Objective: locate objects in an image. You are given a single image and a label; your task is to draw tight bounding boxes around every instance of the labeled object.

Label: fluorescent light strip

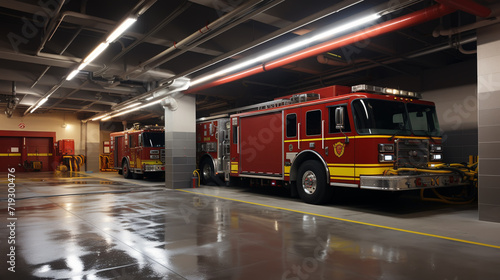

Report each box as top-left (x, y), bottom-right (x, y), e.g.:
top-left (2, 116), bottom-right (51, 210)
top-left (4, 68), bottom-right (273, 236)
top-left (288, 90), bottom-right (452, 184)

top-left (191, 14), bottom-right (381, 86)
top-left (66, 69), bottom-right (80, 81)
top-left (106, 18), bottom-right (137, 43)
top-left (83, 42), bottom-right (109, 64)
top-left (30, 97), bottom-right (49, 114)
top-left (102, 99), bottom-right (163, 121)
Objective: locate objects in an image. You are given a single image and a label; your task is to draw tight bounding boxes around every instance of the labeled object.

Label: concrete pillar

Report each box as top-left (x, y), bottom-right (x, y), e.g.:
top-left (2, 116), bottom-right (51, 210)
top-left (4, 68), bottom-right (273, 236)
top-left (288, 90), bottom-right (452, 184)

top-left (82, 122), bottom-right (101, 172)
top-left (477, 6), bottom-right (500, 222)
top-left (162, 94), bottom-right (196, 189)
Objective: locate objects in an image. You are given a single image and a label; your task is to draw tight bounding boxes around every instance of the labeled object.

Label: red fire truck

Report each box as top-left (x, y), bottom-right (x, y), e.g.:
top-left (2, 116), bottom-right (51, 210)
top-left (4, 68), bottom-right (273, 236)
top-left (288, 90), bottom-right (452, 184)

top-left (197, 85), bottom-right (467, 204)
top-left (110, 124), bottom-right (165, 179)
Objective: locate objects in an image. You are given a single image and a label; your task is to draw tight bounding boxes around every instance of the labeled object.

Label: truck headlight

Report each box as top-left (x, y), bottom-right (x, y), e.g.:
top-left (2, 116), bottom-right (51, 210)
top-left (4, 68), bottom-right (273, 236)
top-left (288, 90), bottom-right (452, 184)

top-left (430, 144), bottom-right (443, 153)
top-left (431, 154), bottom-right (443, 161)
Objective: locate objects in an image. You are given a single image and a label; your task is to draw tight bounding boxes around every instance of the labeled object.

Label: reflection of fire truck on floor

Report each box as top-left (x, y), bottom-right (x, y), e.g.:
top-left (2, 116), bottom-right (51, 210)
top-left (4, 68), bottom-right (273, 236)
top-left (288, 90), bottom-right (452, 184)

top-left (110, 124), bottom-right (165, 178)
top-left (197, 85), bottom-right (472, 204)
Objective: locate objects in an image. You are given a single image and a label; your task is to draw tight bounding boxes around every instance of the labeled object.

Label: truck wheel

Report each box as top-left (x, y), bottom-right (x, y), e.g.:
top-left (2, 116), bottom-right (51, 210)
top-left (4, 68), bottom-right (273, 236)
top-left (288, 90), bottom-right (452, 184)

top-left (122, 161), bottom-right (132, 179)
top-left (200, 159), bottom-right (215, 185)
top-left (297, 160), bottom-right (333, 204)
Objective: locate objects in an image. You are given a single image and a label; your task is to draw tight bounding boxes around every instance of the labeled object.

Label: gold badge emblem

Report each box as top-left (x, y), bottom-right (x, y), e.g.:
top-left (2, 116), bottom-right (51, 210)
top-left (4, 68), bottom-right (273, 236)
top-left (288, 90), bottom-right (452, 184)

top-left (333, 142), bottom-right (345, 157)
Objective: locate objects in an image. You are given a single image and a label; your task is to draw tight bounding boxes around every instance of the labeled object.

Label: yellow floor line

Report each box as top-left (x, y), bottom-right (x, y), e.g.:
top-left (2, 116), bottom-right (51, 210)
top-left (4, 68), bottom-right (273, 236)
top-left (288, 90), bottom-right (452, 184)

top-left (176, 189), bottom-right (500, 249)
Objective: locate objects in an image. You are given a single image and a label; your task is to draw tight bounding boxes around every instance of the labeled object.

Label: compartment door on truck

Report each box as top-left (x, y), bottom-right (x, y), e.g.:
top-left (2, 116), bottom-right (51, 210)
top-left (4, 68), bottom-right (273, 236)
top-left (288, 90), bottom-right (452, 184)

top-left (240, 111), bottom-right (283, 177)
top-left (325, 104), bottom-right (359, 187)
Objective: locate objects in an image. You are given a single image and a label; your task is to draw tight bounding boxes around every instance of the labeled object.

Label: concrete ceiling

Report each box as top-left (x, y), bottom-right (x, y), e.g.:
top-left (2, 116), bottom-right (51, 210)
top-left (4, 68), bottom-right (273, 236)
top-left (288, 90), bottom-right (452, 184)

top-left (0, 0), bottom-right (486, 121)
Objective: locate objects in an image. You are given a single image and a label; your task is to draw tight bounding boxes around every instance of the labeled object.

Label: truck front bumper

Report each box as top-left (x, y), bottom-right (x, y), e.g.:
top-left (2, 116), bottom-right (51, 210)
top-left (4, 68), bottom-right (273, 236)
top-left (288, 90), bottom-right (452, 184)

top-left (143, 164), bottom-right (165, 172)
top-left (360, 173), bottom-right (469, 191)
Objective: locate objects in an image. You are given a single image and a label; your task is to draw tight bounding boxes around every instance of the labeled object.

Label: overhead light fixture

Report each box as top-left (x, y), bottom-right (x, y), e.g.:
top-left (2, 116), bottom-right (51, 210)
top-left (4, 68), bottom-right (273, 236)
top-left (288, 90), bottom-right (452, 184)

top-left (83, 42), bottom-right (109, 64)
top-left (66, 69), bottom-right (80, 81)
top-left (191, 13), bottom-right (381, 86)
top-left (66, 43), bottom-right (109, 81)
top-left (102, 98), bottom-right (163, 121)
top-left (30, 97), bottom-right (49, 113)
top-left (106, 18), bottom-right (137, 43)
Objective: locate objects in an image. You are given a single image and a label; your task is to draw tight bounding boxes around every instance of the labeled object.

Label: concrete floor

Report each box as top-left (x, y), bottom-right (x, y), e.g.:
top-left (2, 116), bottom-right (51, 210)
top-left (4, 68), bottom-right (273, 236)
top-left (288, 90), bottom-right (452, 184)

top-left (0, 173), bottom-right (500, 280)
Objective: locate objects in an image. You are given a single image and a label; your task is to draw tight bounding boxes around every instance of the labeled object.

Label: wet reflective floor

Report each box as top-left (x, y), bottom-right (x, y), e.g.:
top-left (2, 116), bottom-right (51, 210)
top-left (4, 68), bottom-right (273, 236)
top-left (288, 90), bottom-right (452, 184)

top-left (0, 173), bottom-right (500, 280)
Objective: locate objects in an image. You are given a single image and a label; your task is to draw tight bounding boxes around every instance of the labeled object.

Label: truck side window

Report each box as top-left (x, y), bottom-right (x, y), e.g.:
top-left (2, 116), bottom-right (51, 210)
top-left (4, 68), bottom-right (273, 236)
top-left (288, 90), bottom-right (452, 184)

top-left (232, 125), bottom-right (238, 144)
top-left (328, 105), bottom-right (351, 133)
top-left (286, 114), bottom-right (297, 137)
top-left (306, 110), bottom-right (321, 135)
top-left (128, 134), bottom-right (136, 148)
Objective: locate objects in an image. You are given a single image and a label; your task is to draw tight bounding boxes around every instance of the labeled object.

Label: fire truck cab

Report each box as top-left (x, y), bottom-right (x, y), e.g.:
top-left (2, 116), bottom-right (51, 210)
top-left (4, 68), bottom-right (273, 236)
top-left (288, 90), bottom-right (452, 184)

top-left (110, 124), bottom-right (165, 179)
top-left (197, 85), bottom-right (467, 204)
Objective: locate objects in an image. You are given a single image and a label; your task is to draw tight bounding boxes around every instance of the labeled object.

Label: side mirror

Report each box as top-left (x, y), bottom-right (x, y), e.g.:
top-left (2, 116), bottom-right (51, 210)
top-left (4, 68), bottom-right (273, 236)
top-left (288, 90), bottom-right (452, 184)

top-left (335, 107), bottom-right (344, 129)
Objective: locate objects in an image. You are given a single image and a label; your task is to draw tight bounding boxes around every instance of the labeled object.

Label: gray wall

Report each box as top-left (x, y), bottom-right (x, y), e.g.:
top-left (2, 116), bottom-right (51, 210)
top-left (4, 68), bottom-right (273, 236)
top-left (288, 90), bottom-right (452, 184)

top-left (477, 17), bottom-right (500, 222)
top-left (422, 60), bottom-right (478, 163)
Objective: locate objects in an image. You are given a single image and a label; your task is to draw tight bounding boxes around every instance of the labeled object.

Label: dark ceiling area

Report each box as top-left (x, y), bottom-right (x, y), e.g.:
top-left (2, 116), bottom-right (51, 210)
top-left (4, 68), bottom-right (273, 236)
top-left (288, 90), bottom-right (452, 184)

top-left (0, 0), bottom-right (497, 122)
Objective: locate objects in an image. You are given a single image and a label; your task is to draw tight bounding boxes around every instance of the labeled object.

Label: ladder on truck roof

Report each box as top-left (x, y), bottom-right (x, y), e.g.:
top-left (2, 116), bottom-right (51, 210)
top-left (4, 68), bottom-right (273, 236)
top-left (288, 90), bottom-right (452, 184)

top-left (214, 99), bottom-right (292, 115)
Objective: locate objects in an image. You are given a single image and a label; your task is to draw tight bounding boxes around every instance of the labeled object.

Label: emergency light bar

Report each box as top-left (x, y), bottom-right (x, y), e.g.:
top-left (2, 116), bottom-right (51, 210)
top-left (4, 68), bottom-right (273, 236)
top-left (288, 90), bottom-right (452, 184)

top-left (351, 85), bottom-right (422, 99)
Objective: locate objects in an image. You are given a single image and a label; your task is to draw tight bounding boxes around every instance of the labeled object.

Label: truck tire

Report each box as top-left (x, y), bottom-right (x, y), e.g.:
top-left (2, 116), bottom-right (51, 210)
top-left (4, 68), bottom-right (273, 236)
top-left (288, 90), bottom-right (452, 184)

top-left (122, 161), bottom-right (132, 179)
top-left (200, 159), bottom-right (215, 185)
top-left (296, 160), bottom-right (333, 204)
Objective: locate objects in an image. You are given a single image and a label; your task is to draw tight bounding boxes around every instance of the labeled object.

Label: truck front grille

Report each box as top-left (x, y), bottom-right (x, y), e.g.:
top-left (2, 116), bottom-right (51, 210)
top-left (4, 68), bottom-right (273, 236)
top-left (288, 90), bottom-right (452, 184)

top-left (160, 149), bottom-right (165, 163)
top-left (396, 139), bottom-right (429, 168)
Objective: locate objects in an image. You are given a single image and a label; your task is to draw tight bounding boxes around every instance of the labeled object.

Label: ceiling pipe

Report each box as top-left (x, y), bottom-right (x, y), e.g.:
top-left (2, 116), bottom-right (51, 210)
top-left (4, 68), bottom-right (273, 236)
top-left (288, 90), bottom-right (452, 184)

......

Exercise goal:
Reproduce the lines verbatim, starting at the first line of the records and ending at the line that contains "top-left (431, 154), bottom-right (443, 161)", with both ends included. Leave the pictures out of the output.

The result:
Objective: locate objects in an image. You are given a single image and a label; your task is to draw tight bounding boxes around every instance of the labeled object.

Label: fluorescent light strip


Report each box as top-left (x, y), bottom-right (x, y), e.g.:
top-left (2, 116), bottom-right (51, 210)
top-left (4, 68), bottom-right (273, 236)
top-left (288, 90), bottom-right (452, 184)

top-left (191, 14), bottom-right (381, 86)
top-left (66, 69), bottom-right (80, 81)
top-left (106, 18), bottom-right (137, 43)
top-left (83, 42), bottom-right (109, 64)
top-left (30, 97), bottom-right (49, 114)
top-left (102, 99), bottom-right (163, 121)
Objective: locate objects in an image. You are given a single image and a label; your task is to draw tight bounding boxes around every instance of the labeled object.

Label: concrete pillar

Report each box as top-left (x, y), bottom-right (x, y), e.g.:
top-left (2, 116), bottom-right (51, 210)
top-left (4, 68), bottom-right (273, 236)
top-left (288, 90), bottom-right (452, 184)

top-left (82, 122), bottom-right (101, 172)
top-left (477, 6), bottom-right (500, 222)
top-left (162, 94), bottom-right (196, 189)
Objective: locate objects in an image. You are given a single image and a label; your task is to draw tight bounding boxes around every instance of the labeled object.

Label: red fire truck

Report each box as top-left (x, y), bottom-right (x, y), e.g.:
top-left (2, 116), bottom-right (51, 210)
top-left (4, 68), bottom-right (273, 236)
top-left (288, 90), bottom-right (452, 184)

top-left (197, 85), bottom-right (467, 204)
top-left (110, 124), bottom-right (165, 179)
Objective: locate objects in an image. You are given a single image and a label; your task is to draw tight bounding boxes around every instance of the labeled object.

Label: truck headlight

Report each box as top-left (x, y), bottom-right (x, y), e.g.:
top-left (2, 116), bottom-right (51, 210)
top-left (4, 68), bottom-right (273, 236)
top-left (288, 90), bottom-right (452, 184)

top-left (430, 144), bottom-right (443, 153)
top-left (431, 154), bottom-right (443, 161)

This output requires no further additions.